[Exercise description] The answer must restate the records below word for word.

[Records for this task]

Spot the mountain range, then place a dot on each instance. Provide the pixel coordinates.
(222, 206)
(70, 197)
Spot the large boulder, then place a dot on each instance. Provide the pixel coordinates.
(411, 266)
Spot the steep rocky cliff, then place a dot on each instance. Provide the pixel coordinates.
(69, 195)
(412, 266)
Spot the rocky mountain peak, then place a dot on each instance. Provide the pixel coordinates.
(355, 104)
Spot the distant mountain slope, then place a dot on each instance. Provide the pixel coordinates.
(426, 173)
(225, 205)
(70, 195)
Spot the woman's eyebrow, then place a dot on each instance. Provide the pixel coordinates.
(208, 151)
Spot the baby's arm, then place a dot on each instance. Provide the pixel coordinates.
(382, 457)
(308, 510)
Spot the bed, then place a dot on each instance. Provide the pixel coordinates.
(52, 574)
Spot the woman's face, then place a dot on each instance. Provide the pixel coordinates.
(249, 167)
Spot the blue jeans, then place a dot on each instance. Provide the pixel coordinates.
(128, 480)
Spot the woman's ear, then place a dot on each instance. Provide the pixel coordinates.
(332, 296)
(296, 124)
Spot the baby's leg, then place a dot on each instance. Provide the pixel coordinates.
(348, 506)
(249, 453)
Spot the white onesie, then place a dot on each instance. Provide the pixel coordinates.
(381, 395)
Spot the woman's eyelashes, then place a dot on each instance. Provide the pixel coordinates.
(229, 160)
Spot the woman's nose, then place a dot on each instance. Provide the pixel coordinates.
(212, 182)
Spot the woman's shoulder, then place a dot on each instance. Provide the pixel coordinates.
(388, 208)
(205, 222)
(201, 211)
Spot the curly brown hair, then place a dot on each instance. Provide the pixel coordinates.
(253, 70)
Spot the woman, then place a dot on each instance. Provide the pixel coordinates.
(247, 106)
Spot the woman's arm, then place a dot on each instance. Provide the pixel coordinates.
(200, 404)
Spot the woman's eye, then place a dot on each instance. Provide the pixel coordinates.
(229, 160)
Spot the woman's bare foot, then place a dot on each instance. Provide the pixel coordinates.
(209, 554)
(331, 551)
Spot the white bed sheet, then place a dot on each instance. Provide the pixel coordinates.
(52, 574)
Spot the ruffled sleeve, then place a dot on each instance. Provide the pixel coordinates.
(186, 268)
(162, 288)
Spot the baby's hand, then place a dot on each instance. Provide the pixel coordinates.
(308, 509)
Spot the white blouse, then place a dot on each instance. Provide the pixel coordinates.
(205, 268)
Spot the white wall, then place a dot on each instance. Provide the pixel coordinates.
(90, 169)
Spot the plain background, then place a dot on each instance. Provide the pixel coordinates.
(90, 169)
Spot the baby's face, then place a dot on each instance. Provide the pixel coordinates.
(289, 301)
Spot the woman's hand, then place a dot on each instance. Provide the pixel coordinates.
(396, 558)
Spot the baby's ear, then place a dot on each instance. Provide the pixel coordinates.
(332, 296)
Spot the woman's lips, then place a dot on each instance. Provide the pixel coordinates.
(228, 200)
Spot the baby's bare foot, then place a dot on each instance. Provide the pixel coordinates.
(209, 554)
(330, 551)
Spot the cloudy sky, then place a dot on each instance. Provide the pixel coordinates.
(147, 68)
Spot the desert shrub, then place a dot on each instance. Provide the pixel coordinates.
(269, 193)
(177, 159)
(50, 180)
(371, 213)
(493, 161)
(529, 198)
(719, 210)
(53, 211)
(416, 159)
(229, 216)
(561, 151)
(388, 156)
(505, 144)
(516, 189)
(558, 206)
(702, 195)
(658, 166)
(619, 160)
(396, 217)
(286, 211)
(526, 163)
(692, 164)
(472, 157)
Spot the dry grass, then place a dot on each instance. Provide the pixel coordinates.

[Task result]
Spot the mountain range, then place a dot on each instance. Provide the pixel coordinates.
(222, 206)
(70, 197)
Spot the large boulder, then place a dot on each instance. Provide the pixel coordinates.
(411, 266)
Spot the steep rocky cliff, then place a dot on each instance. Provide the pixel coordinates.
(69, 195)
(412, 266)
Spot the rocky mountain peak, then place a dot on each instance. Provide the pixel coordinates.
(355, 104)
Spot the distant mountain slope, then place a dot on each instance. Provide the pixel coordinates.
(426, 173)
(225, 205)
(70, 195)
Spot the woman's eyebrow, then place a dot on each instance. Provide the pixel coordinates.
(208, 151)
Spot the baby's arm, then place a dot on each instance. Provide the pixel coordinates.
(382, 457)
(308, 510)
Spot the bed, then place a dot on each instance. Provide the pixel coordinates.
(52, 574)
Spot the woman's face, then place a dot on each instance. Provide the pixel coordinates.
(249, 167)
Spot the blue jeans, then place a dot on each instance. Provide the pixel coordinates.
(128, 480)
Spot the woman's ear, then place a dot on each instance. Provide the pixel coordinates.
(332, 296)
(296, 124)
Spot the baby's leg, then place a dot on each instance. Provide the pixel coordinates.
(348, 506)
(249, 453)
Spot the white onesie, then place a dot on each instance. Provide the pixel coordinates.
(381, 395)
Spot the woman's eyelashes, then place a dot on each instance. Provide the pixel coordinates.
(229, 160)
Spot the woman's nose, then place a dot on each instance. Provide the pixel coordinates.
(212, 182)
Spot the woman's shoulder, then place a dot on each instance. Provide the pixel coordinates.
(388, 208)
(205, 222)
(201, 211)
Spot the curly brown hair, then place a dot on each instance. Provide the pixel coordinates.
(253, 70)
Spot the woman, then place a dot on each instance. Provide the pixel coordinates.
(247, 106)
Spot the woman's arm, then place a dot on each instance. Provide the pixel coordinates.
(200, 404)
Spot the woman's eye, then place a dot on each instance. Provide the pixel coordinates.
(229, 160)
Spot the woman's bare foot, then place a dot on each instance. Provide the pixel coordinates.
(209, 554)
(331, 551)
Spot the white bed sheet, then place a dot on each instance. Provide the pixel coordinates.
(52, 574)
Spot the ruffled sleeve, then place a dot on each instance. Provide the pixel coordinates.
(186, 268)
(162, 288)
Spot the baby's hand, then place a dot on each instance. Provide the pixel coordinates.
(308, 509)
Spot the white blouse, then place a dot on each instance. Provide the pixel coordinates.
(205, 268)
Spot the white wall, then place a dot on each instance. Provide the pixel coordinates.
(90, 169)
Spot the plain background, then place a dot on each instance. Provide the pixel coordinates.
(90, 169)
Spot the baby's face, then place a dot on each instance. Provide the pixel coordinates.
(289, 301)
Spot the woman's hand, then place a dot on each instance. Provide the pixel coordinates.
(396, 558)
Spot the baby's ear, then place a dot on each instance. Provide the pixel coordinates.
(332, 296)
Spot the woman's lips, then place a dot on each instance. Provide the pixel coordinates.
(228, 200)
Spot the baby's bare foot, then place a dot on each instance. Provide the pixel coordinates.
(209, 554)
(330, 551)
Spot the cloudy sky, then place a dot on each instance. Provide the pixel coordinates.
(147, 68)
Spot the desert shrub, then place a dot on each instance. Provide the pixel coordinates.
(269, 193)
(177, 159)
(50, 180)
(371, 213)
(493, 161)
(529, 198)
(719, 210)
(53, 211)
(416, 159)
(229, 216)
(561, 151)
(388, 156)
(505, 144)
(516, 189)
(558, 206)
(702, 195)
(658, 166)
(619, 160)
(396, 217)
(286, 211)
(526, 163)
(692, 164)
(472, 157)
Spot the dry grass, then place a dot on each instance. Provide the pixel coordinates.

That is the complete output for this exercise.